=== SELECTION ===

PREDICT offers used oil services to PdM users requiring lubricant
monitoring. The used oil test programs may be included in conjunction with our
ferrography program or used as a stand alone tool. Various tests are offered to determine
viscosity properties, additive package quality, and identification and severity of
contamination. We offer customized programs that will cover any and all of your wear
particle/used oil analysis needs.
Identification
Test Description
Purpose of Test
Machine Specific
Analysis
Results from the following tests are reviewed by your Machine
Condition Analyst and recommendations for your equipment is given with supporting data on
each report.
Both Lubricant Condition & Equipment Condition are analyzed based
on specific characteristics of your equipment, previous component performance, and test
data.
Elemental Analysis
Elemental analysis is performed in accordance with atomic emission
spectroscopy (AES). A specific volume of lubricant is energized using an electrical arc.
The light frequencies and intensities are measured and reported in parts per million of
various elements.
Elemental analysis is useful for identifying contamination, confirming
additive content, and indicating system wear. The following elements are analyzed: Fe, Cr,
Al, Pb, Sn, Cu, Ag, Ni, Na, V, Cd, Ti, Mo, Ca, Ba, P, Zn, B, K, Mg, and Si.
Water by Karl Fischer
(ASTM D-4928)
Results from the following tests are reviewed by your Machine
Condition Analyst and recommendations for your equipment is given with supporting data on
each report.
Quantification of water contamination - water in a lubricant not only
promotes corrosion and oxidation, but also may form an emulsion having the appearance of a
soft sludge.
Total Acid Number
(ASTM D664)
TAN is determined by titration of a known substance, such as KOH in
order to determine an unknown quantity. Weighed samples are titrated using an automatic
titration system
TAN of a used lubricant is one measure of its degree of degradation by
oxidation.
Total Base Number
(ASTM D4739)
TBN is determined by titration of a known substance, such as HCl, in
order to determine an unknown quantity. Weighed samples are titrated using an automatic
titration system.
TBN of a used lubricant is a measurement of its ability to neutralize
the acid using basic buffers.
Infrared Analysis
FT-IR
The infrared absorption spectrum of a lubricant furnishes a means of
fingerprinting organic compounds and functional groups. Test results are trended and
quantitative and qualitative determinations can be made.
Infrared analysis is often used for identifying additives and their
concentrations, reaction products, and contamination by organic materials in used
lubricants. Oxidation (carboxylic acids and esters), nitrate esters, water, soot, and
glycol can be quantified.
Crackle
Eye Dropper test of lubricant on a hot plate heated to 100° C to
determine presence of water. Detection can be made of water concentration > 800 ppm
This screening test is used by the analysts to check for water
contamination and determination of whether more sensitive testing is required to determine
more exact concentration.
Viscosity
(Kinematic/Oil Bath
ASTM D445/446)
ASTM test uses a constant temperature bath. The efflux time is
measured between two points. The viscosity is computed by using a calibration constant and
the efflux time. Viscosity is reported in centiStokes (cSt) at 40ºC or 100ºC.

===

Copy the oil analysis text again from "The light frequencies" up to and including "(ASTM D-4928)", substituting "ppm" for "parts per million".

=== DATA ENTRIES ===

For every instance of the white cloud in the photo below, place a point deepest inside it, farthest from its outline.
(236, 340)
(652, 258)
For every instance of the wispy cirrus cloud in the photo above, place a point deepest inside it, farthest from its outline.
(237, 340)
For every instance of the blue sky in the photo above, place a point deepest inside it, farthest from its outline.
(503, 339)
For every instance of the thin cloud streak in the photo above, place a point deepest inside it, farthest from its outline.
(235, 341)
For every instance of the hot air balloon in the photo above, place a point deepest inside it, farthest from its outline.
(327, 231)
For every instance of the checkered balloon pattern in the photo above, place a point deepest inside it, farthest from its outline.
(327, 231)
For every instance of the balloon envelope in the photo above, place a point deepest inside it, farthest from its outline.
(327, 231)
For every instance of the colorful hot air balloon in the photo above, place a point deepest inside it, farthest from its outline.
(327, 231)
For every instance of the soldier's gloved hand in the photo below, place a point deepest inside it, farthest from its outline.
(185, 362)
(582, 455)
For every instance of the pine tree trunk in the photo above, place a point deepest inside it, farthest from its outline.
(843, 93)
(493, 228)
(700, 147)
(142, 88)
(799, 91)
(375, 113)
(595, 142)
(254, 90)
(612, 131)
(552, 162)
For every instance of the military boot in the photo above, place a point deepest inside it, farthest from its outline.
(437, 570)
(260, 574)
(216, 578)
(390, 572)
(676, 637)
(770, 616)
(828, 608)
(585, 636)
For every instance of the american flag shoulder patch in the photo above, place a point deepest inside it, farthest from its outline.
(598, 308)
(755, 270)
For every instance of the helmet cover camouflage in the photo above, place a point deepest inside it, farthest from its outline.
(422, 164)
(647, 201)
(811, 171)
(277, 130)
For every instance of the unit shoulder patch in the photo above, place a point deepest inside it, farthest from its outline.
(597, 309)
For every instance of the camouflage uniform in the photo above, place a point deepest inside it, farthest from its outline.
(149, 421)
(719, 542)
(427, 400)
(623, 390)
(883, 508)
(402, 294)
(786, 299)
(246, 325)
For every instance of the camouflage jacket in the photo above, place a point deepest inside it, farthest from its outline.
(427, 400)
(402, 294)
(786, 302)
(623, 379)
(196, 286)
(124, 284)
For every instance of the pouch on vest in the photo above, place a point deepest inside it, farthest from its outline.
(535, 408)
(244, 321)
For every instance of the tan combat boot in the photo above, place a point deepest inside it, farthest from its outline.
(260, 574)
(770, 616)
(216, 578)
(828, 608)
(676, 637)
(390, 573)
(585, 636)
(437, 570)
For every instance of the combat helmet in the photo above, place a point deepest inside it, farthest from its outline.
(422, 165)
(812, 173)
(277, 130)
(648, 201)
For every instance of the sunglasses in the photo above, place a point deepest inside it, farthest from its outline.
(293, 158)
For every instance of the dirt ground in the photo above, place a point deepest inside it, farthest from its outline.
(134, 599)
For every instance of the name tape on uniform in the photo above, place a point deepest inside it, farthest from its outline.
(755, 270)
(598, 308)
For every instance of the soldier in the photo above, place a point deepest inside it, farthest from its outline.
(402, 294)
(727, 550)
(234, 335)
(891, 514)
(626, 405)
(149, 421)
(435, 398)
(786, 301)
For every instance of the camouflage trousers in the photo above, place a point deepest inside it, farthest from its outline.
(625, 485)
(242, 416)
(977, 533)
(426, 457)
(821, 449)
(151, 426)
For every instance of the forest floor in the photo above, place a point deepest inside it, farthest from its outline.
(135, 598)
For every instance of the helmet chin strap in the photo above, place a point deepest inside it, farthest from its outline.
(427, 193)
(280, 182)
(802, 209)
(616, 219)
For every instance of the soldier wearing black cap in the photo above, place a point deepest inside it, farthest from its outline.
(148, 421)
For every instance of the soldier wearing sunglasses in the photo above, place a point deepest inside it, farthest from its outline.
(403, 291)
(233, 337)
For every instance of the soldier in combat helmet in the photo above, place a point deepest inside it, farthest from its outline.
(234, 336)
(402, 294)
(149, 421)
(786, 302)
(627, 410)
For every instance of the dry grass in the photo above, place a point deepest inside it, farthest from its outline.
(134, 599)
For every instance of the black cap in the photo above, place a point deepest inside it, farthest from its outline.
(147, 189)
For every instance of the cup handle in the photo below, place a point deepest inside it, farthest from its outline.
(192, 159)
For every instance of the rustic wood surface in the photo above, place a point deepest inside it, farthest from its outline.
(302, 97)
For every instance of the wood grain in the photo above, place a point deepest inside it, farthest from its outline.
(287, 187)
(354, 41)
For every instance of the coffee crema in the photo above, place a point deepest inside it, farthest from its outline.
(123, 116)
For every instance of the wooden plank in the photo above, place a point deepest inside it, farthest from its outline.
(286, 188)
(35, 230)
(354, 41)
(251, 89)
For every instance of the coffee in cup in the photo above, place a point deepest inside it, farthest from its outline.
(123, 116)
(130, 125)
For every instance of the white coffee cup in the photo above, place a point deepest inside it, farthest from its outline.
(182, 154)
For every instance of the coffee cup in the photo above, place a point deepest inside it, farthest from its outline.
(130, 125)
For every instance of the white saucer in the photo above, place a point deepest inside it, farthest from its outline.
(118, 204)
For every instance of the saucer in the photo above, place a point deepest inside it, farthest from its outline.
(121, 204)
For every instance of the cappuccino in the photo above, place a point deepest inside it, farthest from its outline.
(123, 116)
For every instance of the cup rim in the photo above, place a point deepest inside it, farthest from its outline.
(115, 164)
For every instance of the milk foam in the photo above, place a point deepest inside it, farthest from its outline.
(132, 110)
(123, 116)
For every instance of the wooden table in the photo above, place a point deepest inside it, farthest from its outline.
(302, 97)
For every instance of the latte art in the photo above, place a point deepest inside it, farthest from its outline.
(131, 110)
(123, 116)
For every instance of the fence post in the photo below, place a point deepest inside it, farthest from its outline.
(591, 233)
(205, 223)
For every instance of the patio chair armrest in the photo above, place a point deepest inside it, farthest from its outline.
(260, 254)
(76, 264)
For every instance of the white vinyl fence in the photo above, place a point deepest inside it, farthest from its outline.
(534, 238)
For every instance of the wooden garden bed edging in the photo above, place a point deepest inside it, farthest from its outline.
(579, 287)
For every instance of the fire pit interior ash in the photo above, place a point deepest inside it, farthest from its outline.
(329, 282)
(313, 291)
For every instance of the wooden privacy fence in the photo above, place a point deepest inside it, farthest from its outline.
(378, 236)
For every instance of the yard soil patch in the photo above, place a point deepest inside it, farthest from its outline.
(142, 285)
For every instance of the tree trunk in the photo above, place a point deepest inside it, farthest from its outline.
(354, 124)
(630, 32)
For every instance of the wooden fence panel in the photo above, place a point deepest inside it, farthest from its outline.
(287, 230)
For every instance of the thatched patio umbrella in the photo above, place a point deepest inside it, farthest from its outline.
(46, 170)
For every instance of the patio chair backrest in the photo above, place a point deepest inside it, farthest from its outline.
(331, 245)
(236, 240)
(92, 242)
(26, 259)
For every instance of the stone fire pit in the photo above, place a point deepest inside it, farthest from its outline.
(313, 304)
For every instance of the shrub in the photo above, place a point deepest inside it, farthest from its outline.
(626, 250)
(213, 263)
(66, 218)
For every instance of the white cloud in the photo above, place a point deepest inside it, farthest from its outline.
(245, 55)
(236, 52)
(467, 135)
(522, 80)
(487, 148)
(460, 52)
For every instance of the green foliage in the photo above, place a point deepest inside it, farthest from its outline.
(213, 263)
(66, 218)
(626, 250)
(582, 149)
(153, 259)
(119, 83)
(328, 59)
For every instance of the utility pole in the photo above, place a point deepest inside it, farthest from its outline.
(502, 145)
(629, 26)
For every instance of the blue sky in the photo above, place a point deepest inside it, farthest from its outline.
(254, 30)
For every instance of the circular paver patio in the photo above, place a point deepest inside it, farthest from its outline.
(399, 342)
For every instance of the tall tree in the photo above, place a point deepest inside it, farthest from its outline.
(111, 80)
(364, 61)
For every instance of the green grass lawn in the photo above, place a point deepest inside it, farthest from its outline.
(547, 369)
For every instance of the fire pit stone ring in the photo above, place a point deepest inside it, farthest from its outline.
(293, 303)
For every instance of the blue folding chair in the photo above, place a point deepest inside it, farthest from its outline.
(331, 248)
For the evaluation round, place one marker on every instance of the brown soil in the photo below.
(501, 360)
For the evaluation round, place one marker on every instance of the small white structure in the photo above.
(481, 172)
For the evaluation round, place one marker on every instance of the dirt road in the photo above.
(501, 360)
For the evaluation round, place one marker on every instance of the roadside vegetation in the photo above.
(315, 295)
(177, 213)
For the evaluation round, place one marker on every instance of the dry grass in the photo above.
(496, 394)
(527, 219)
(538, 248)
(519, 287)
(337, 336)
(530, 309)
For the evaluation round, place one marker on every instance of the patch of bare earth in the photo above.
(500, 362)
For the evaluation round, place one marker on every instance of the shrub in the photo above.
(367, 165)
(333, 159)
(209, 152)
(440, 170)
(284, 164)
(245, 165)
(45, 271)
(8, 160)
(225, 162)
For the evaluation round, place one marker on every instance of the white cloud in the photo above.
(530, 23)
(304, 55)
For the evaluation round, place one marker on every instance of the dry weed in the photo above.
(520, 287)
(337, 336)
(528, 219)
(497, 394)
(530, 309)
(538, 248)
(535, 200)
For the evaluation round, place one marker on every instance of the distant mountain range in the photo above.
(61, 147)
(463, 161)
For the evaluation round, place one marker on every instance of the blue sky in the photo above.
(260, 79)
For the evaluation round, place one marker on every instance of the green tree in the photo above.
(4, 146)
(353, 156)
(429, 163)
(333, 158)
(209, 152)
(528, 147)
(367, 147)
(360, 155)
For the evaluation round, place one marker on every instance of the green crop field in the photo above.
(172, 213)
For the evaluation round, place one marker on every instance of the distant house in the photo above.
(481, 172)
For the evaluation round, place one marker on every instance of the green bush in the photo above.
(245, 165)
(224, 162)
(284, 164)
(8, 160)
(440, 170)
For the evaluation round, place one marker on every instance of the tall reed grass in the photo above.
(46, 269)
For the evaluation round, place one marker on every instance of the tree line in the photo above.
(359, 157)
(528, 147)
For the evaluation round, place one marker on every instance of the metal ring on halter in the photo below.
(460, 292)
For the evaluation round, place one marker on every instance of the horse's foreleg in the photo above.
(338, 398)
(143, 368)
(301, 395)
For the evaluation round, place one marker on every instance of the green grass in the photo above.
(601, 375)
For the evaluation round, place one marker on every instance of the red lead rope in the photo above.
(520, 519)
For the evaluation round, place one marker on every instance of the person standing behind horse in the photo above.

===

RIGHT ANSWER
The light frequencies and intensities are measured and reported in ppm of
various elements.
Elemental analysis is useful for identifying contamination, confirming
additive content, and indicating system wear. The following elements are analyzed: Fe, Cr,
Al, Pb, Sn, Cu, Ag, Ni, Na, V, Cd, Ti, Mo, Ca, Ba, P, Zn, B, K, Mg, and Si.
Water by Karl Fischer
(ASTM D-4928)